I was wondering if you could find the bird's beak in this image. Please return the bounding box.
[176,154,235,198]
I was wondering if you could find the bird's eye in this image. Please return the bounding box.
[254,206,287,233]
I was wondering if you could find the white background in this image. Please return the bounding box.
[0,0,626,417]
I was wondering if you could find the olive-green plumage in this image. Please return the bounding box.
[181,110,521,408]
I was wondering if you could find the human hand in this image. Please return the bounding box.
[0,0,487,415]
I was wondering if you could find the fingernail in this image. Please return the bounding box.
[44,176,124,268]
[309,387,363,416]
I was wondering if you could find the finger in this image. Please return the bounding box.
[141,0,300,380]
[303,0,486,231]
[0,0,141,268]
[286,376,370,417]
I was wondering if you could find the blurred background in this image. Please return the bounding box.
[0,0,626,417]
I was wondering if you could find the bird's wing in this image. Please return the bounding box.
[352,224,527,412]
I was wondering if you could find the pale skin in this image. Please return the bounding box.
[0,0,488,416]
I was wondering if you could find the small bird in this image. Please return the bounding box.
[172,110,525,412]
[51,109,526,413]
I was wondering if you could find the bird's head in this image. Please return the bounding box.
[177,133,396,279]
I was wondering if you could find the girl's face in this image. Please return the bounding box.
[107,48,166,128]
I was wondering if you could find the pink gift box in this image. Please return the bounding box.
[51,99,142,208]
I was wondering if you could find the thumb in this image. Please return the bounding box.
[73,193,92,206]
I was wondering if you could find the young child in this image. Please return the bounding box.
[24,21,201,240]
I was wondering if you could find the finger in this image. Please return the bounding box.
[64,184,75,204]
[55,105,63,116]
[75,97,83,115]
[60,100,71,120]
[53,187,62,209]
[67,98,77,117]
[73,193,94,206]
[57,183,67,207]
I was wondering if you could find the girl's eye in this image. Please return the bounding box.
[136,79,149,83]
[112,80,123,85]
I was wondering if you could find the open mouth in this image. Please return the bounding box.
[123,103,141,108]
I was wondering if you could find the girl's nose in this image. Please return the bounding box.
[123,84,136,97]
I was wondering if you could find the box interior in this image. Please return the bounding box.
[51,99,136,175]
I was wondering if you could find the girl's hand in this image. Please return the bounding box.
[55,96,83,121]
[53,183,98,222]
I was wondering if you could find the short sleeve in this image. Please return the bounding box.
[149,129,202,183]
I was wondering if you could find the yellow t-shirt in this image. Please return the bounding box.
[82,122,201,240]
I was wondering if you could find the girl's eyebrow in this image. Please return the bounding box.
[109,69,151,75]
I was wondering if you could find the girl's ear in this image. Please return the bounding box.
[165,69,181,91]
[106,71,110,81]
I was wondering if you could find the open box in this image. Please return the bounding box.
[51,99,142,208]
************
> _WORK REQUIRED_:
Count the lines above that contain the string "background" with case matching, and reply with only the number.

> _TASK ANSWER_:
2